▶ WORK ITEM
Please return the full article on suburban restaurants below word for word, with nothing changed or left out.

America’s Next Great Restaurants Are in the Suburbs. But Can They Thrive There?

American Age Official

Megan Curren, 35, an owner of the Graceful Ordinary, a fine-dining restaurant in St. Charles, Ill., said that while many Chicago restaurants are still hurting financially because of the pandemic, St. Charles’s are recovering faster. Spaces like hers have plentiful room for outdoor dining, she said, and people are moving into — not out of — the area.

Still, this seemingly symbiotic relationship between restaurants and diners has its complications.

As suburbs accommodate more diverse businesses that enrich the community, that success can attract the attention of developers, said Willow Lung-Amam, an associate professor of urban studies and planning at the University of Maryland. The resulting developments can drive up costs, forcing out the same entrepreneurs who helped make the area more enticing in the first place.

Mikey Ochoa opened his Latin restaurant, Oculto, in Castro Valley, Calif., last December. But he can’t afford to live nearby. In Castro Valley, he said, “the price of a one-bedroom is more than my two-bedroom apartment” in Hayward, just three miles away.

Mr. Ochoa, 31, added that Castro Valley isn’t well equipped for an influx of restaurants. Many of the spaces for rent don’t have refrigeration, a hood or a grease trap, he said, and building a restaurant there could ultimately be more expensive than in the city. He opened Oculto in the Castro Valley Marketplace, a food hall where he was able to negotiate an affordable lease.

▶ STORED DATA
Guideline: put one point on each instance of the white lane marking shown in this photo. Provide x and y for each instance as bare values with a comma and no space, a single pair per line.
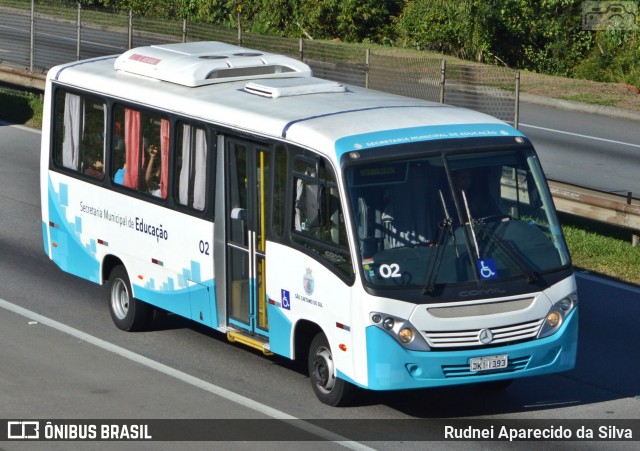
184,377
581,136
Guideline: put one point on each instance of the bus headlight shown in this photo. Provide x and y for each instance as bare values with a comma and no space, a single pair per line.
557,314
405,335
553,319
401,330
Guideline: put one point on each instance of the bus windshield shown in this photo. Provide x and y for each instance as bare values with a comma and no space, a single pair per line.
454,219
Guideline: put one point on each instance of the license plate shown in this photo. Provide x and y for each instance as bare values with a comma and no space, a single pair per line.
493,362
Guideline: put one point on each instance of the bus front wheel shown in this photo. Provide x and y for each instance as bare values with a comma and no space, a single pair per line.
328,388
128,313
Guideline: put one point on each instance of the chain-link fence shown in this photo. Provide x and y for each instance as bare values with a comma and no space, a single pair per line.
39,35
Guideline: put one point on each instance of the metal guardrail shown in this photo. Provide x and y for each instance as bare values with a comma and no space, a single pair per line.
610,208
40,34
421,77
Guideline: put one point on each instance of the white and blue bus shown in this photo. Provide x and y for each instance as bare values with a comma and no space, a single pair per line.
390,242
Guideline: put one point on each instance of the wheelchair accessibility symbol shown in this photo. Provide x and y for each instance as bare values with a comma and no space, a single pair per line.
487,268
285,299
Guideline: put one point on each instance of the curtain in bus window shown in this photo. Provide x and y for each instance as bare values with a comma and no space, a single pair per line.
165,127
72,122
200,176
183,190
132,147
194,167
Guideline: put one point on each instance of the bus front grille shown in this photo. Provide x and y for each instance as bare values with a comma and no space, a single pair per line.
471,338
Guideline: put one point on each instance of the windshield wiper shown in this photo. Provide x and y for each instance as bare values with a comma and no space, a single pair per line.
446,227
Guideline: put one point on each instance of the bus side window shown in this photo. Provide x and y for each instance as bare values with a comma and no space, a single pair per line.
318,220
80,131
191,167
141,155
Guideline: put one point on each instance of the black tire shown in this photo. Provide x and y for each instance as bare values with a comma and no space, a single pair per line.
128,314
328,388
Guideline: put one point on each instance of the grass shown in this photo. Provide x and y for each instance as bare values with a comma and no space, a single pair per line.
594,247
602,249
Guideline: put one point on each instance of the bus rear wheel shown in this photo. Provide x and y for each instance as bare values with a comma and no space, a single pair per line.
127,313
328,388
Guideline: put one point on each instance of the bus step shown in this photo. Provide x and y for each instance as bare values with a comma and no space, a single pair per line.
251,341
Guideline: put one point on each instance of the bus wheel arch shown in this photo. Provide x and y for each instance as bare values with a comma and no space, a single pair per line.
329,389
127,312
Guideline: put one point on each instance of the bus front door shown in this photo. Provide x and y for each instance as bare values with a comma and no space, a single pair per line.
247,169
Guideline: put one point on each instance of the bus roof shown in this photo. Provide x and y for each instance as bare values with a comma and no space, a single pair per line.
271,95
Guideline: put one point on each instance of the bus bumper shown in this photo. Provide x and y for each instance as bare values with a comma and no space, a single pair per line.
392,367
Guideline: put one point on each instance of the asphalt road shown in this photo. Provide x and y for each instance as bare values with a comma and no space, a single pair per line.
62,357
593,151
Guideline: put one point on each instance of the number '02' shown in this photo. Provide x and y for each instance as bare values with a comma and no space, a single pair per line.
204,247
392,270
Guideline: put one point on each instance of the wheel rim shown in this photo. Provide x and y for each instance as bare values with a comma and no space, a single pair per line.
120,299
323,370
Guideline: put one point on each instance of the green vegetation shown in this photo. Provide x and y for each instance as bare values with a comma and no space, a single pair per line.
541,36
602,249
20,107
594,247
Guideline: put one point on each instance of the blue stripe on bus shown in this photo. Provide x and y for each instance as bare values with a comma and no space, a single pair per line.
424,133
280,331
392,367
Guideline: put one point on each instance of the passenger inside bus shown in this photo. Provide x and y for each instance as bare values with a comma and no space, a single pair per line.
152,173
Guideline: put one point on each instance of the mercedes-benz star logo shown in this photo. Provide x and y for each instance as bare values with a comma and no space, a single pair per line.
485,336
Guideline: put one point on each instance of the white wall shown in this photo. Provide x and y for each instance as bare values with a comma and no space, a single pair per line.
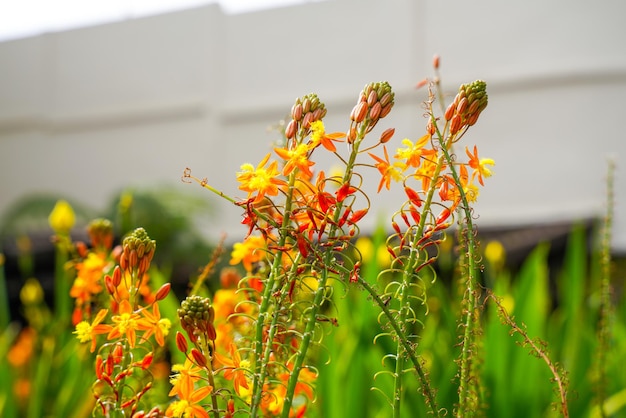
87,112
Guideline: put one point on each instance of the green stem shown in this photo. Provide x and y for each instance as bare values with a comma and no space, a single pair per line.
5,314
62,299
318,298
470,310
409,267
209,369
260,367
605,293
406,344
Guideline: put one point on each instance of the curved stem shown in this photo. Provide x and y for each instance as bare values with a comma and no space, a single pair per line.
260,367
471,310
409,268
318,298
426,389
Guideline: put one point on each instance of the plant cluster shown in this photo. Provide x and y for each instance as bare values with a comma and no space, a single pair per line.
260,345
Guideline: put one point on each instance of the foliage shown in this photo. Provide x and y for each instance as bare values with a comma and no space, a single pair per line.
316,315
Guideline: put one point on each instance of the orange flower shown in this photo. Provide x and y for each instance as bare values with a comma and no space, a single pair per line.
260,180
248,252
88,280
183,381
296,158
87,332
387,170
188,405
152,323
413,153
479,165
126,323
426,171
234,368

▶ RESPONSE TO THE EXERCISE
America’s Next Great Restaurants Are in the Suburbs. But Can They Thrive There?

American Age Official

Megan Curren, 35, an owner of the Graceful Ordinary, a fine-dining restaurant in St. Charles, Ill., said that while many Chicago restaurants are still hurting financially because of the pandemic, St. Charles’s are recovering faster. Spaces like hers have plentiful room for outdoor dining, she said, and people are moving into — not out of — the area.

Still, this seemingly symbiotic relationship between restaurants and diners has its complications.

As suburbs accommodate more diverse businesses that enrich the community, that success can attract the attention of developers, said Willow Lung-Amam, an associate professor of urban studies and planning at the University of Maryland. The resulting developments can drive up costs, forcing out the same entrepreneurs who helped make the area more enticing in the first place.

Mikey Ochoa opened his Latin restaurant, Oculto, in Castro Valley, Calif., last December. But he can’t afford to live nearby. In Castro Valley, he said, “the price of a one-bedroom is more than my two-bedroom apartment” in Hayward, just three miles away.

Mr. Ochoa, 31, added that Castro Valley isn’t well equipped for an influx of restaurants. Many of the spaces for rent don’t have refrigeration, a hood or a grease trap, he said, and building a restaurant there could ultimately be more expensive than in the city. He opened Oculto in the Castro Valley Marketplace, a food hall where he was able to negotiate an affordable lease.